Abarim Publications' online Biblical Hebrew Dictionary
The form שכר (skr) is one of those forms that were forcibly split in two when the Masoretes added their vowel points to the Hebrew text in the Middle ages. Prior to the invention of the letters שׂ and שׁ, the following two word groups were all the same:
The verb שכר (sakar) means to hire; to acquire the services of a person or persons for money (Genesis 30:16, Judges 9:4, 2 Samuel 10:8). This verb's derivatives are:
- The masculine noun שכר (seker), meaning a wage or recompense (Isaiah 19:10 and Proverbs 11:18 only).
- The similar masculine noun שכר (sakar), meaning wage (Genesis 30:28, Exodus 2:9) or reward (Genesis 15:1, Numbers 18:31).
- The adjective שכיר (sakir), meaning hired (of men: Exodus 12:45, Deuteronomy 15:18; of an animal: Exodus 22:14; of a figurative razor: Isaiah 7:20).
- The feminine noun משכרת (maskoret), meaning wages (Genesis 31:7, Ruth 2:12).

_EXERCISE_
Please decide whether each statement agrees with the dictionary entry on שכר, answering yes or no and quoting the words of the entry that settle it. 1. The noun seker is found only in Isaiah 19:10 and Proverbs 11:18. 2. The feminine noun maskoret means "hired." 3. The form שכר was split in two when the Masoretes added vowel points to the Hebrew text. The records below the dictionary entry were taken from a separate source.

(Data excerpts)
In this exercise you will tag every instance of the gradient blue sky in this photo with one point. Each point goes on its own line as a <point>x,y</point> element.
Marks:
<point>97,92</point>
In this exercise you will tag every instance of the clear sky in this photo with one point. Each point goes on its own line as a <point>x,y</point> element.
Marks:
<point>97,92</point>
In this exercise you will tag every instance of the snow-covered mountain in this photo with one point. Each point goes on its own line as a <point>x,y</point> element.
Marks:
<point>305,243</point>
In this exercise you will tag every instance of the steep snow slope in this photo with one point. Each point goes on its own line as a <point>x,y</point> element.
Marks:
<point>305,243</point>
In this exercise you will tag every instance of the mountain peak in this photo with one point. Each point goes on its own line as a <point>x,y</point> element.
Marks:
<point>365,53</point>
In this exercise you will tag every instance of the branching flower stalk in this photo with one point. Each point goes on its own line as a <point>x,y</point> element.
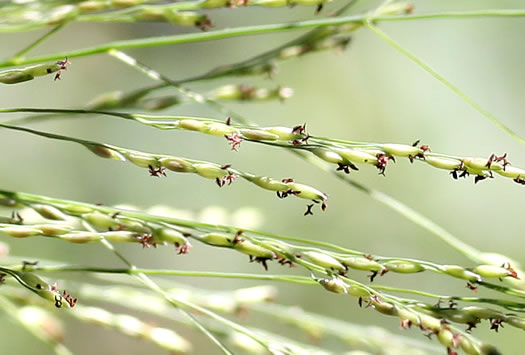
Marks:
<point>222,174</point>
<point>132,226</point>
<point>318,263</point>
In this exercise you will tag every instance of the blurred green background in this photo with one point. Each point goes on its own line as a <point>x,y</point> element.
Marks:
<point>368,93</point>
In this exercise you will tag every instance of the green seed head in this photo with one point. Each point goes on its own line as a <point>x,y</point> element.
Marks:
<point>328,155</point>
<point>15,77</point>
<point>401,150</point>
<point>42,69</point>
<point>269,184</point>
<point>210,171</point>
<point>284,133</point>
<point>192,125</point>
<point>53,229</point>
<point>49,212</point>
<point>121,236</point>
<point>334,285</point>
<point>220,129</point>
<point>178,165</point>
<point>258,135</point>
<point>324,260</point>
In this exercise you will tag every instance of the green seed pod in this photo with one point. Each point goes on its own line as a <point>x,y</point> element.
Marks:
<point>401,150</point>
<point>477,163</point>
<point>258,135</point>
<point>358,291</point>
<point>15,76</point>
<point>307,192</point>
<point>443,163</point>
<point>284,133</point>
<point>228,92</point>
<point>121,236</point>
<point>217,239</point>
<point>405,314</point>
<point>517,322</point>
<point>461,273</point>
<point>49,212</point>
<point>76,209</point>
<point>491,271</point>
<point>178,165</point>
<point>81,237</point>
<point>186,18</point>
<point>469,347</point>
<point>324,260</point>
<point>483,313</point>
<point>269,184</point>
<point>253,295</point>
<point>210,171</point>
<point>359,263</point>
<point>446,337</point>
<point>20,231</point>
<point>404,267</point>
<point>61,14</point>
<point>100,220</point>
<point>249,248</point>
<point>169,235</point>
<point>126,3</point>
<point>106,100</point>
<point>328,155</point>
<point>219,129</point>
<point>512,172</point>
<point>53,229</point>
<point>487,349</point>
<point>269,3</point>
<point>45,323</point>
<point>169,340</point>
<point>192,125</point>
<point>42,288</point>
<point>105,152</point>
<point>334,285</point>
<point>141,160</point>
<point>357,156</point>
<point>91,6</point>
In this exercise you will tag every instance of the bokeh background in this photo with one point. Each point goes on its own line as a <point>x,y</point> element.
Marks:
<point>368,93</point>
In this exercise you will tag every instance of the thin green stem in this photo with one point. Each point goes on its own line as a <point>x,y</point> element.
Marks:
<point>19,55</point>
<point>244,31</point>
<point>163,272</point>
<point>10,309</point>
<point>444,81</point>
<point>154,287</point>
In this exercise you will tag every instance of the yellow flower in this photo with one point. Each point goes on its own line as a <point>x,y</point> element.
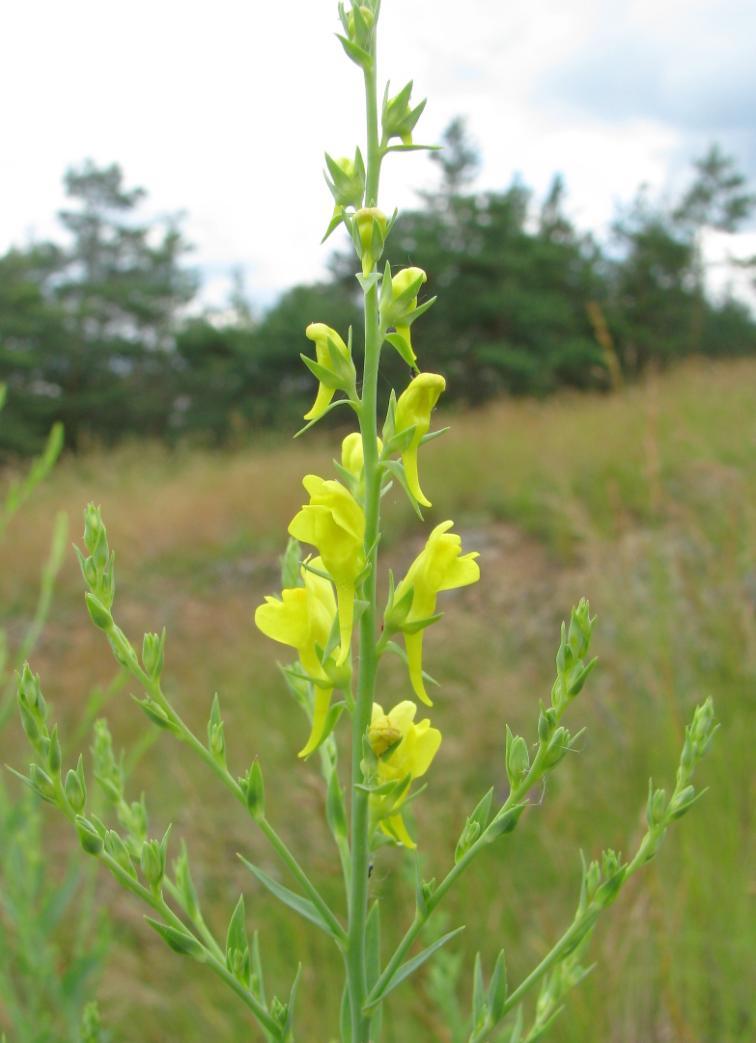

_ANSWER BELOW_
1. Yes: "Isaiah 19:10 and Proverbs 11:18 only"
2. No: "The feminine noun משכרת (maskoret), meaning wages"
3. Yes: "forcibly split in two when the Masoretes added their vowel points to the Hebrew text in the Middle ages"